▸ The input
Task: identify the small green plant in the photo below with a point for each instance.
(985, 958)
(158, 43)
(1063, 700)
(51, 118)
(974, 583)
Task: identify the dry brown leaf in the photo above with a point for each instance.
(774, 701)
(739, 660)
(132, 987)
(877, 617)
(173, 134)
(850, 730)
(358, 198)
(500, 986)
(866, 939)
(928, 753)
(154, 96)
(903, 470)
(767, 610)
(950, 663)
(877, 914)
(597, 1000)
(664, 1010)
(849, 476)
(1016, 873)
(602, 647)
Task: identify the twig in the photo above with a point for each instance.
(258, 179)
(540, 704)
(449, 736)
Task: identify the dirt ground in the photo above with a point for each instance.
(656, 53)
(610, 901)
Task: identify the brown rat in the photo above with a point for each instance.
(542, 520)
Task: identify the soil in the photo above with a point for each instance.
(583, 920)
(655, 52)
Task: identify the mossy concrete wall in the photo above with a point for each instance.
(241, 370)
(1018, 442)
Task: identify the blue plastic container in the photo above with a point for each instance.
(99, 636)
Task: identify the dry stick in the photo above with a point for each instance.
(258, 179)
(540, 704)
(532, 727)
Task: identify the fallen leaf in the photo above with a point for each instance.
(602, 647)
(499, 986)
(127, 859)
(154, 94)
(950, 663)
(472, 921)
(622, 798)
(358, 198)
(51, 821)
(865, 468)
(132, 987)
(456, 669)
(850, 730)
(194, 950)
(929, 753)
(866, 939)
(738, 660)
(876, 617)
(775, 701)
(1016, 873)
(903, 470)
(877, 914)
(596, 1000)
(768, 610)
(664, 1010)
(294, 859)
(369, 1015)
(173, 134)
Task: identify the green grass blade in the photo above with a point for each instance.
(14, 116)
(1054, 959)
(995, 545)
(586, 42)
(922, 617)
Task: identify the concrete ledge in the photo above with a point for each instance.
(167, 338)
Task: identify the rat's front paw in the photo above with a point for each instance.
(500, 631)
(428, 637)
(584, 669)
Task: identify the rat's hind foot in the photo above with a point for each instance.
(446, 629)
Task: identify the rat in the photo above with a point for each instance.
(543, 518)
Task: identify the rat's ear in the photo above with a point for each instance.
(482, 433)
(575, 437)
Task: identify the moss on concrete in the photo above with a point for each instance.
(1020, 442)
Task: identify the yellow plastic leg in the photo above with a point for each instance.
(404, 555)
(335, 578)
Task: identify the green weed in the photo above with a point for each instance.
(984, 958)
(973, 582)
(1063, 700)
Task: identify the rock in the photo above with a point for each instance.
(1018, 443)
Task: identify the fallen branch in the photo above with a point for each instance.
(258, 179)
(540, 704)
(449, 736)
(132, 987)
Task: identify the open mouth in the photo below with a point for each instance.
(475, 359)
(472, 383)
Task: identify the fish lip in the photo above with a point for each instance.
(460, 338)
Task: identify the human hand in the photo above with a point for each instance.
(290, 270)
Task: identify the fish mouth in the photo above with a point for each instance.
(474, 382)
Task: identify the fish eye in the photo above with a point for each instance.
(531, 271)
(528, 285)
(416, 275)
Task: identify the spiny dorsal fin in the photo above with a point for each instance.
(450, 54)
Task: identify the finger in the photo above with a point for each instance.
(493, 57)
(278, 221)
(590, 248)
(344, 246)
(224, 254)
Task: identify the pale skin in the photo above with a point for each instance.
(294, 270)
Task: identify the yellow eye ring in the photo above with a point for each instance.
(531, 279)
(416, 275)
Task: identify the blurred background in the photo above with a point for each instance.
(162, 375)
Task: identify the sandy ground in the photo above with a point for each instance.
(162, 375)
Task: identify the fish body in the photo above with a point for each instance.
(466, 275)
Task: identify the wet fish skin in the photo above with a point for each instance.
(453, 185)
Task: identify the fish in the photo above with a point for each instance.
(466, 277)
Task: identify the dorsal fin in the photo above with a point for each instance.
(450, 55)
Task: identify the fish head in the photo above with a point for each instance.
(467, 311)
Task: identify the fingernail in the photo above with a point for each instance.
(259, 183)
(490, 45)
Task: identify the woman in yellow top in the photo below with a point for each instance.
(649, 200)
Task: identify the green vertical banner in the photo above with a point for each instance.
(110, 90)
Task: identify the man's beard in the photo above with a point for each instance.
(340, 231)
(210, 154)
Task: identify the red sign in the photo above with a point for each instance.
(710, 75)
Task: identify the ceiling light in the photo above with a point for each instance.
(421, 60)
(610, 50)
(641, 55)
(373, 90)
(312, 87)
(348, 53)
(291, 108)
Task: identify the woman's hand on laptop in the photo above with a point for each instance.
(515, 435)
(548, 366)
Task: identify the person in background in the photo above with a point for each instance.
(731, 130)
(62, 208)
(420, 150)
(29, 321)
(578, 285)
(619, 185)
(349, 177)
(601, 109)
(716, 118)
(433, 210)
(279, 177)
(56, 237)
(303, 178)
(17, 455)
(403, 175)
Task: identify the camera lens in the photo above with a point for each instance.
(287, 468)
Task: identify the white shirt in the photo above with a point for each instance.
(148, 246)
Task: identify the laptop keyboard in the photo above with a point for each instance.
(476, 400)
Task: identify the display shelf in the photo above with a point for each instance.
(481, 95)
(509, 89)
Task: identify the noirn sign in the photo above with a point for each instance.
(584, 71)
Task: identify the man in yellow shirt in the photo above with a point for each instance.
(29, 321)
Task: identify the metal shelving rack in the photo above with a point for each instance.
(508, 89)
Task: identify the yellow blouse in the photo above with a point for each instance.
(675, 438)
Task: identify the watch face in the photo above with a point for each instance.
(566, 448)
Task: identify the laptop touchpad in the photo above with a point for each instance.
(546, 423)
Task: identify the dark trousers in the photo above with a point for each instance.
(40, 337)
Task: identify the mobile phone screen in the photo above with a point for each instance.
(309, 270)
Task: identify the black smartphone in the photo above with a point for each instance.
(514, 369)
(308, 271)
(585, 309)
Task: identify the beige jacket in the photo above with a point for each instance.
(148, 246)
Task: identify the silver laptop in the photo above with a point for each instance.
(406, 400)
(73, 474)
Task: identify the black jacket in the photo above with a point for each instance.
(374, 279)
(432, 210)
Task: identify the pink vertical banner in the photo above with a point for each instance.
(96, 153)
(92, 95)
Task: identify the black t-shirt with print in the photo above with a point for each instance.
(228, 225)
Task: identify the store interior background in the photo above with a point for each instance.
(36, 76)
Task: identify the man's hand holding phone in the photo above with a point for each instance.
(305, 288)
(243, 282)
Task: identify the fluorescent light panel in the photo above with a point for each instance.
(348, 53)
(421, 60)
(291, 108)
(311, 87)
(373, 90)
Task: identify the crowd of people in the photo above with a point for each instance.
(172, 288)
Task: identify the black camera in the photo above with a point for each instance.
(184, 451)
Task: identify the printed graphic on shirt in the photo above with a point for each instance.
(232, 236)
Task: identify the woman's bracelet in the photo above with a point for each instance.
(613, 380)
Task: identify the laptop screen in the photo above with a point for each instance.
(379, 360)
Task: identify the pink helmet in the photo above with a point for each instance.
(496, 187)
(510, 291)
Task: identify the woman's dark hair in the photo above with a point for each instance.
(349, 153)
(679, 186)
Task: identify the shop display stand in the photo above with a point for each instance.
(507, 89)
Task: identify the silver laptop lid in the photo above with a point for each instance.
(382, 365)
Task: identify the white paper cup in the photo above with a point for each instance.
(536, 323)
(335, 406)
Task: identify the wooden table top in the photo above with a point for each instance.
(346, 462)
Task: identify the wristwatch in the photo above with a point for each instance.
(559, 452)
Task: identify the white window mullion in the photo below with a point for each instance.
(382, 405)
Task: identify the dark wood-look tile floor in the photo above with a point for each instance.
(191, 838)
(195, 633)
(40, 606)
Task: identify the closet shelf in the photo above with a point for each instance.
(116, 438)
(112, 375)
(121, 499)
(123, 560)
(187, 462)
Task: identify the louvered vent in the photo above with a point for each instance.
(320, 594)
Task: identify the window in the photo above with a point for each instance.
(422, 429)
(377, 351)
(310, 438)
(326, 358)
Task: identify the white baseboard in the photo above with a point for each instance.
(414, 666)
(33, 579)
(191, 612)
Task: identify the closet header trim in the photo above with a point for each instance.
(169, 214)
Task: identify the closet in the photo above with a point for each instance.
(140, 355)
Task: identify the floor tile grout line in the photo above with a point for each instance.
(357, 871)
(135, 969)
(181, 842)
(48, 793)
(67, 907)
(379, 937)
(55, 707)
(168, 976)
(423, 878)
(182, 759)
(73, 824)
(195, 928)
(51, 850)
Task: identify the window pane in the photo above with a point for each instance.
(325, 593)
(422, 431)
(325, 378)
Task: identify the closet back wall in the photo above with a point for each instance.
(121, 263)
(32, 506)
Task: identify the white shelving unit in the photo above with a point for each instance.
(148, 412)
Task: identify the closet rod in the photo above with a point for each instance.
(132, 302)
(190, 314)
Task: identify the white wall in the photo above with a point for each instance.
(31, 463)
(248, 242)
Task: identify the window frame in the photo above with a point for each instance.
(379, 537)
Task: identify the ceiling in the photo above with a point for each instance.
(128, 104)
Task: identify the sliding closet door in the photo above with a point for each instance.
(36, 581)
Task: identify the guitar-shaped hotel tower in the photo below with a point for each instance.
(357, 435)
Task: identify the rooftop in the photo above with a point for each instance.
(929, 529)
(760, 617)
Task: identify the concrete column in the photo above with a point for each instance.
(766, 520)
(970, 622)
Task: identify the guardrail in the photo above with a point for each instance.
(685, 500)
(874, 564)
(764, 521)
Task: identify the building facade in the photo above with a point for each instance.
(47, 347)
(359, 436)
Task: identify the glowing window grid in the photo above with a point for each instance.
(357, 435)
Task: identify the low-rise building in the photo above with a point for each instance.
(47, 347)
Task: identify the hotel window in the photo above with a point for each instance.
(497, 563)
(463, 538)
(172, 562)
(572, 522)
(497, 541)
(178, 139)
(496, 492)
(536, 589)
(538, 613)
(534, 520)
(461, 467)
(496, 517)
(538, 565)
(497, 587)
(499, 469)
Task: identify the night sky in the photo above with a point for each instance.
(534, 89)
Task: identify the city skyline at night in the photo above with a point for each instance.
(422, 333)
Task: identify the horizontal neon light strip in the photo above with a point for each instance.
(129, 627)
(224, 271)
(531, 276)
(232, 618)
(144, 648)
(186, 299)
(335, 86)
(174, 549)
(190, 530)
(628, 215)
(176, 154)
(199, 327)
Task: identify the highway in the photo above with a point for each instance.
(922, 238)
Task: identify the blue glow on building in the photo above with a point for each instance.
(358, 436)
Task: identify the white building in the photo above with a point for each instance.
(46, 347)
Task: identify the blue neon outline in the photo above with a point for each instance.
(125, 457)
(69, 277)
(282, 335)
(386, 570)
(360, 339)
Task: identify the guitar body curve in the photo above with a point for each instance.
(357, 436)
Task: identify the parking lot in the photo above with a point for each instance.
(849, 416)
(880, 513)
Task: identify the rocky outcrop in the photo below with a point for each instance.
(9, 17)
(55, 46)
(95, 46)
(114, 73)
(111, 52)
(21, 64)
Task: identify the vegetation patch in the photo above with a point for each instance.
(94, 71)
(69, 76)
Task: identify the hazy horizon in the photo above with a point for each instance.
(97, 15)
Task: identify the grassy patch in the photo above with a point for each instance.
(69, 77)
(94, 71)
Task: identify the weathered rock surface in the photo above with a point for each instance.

▸ Exercise details
The lines to reproduce run from the one that contains "Task: identify the horizontal" through the last line above; copy them exactly.

▸ The completed task
Task: identify the horizontal neon light strip in the photo above with a point for each instance.
(129, 627)
(224, 271)
(531, 276)
(232, 618)
(144, 648)
(186, 299)
(335, 86)
(174, 549)
(190, 530)
(628, 215)
(176, 154)
(199, 327)
Task: identify the highway in the photo above with a point for each instance.
(922, 238)
Task: identify the blue glow on building in the photo above with a point for each instance.
(358, 436)
Task: identify the white building in the photo above with a point for each instance.
(46, 347)
Task: identify the blue neon outline in the photo above with a point for each instance.
(125, 457)
(69, 277)
(282, 335)
(386, 570)
(360, 339)
Task: identify the guitar body curve in the photo above with a point for each instance.
(357, 436)
Task: identify the parking lot in the photo above with a point for each instance.
(849, 416)
(880, 513)
Task: identify the rocky outcrop in the photo below with a point for each instance.
(9, 17)
(55, 46)
(95, 46)
(114, 73)
(111, 52)
(21, 64)
Task: identify the vegetation patch in the photo above with a point for each instance.
(94, 71)
(69, 76)
Task: identify the hazy horizon in the photo above with a point for each instance.
(97, 15)
Task: identify the grassy patch in the photo above with a point for each instance.
(69, 77)
(94, 71)
Task: identify the weathered rock surface in the photo above with a point for each instance.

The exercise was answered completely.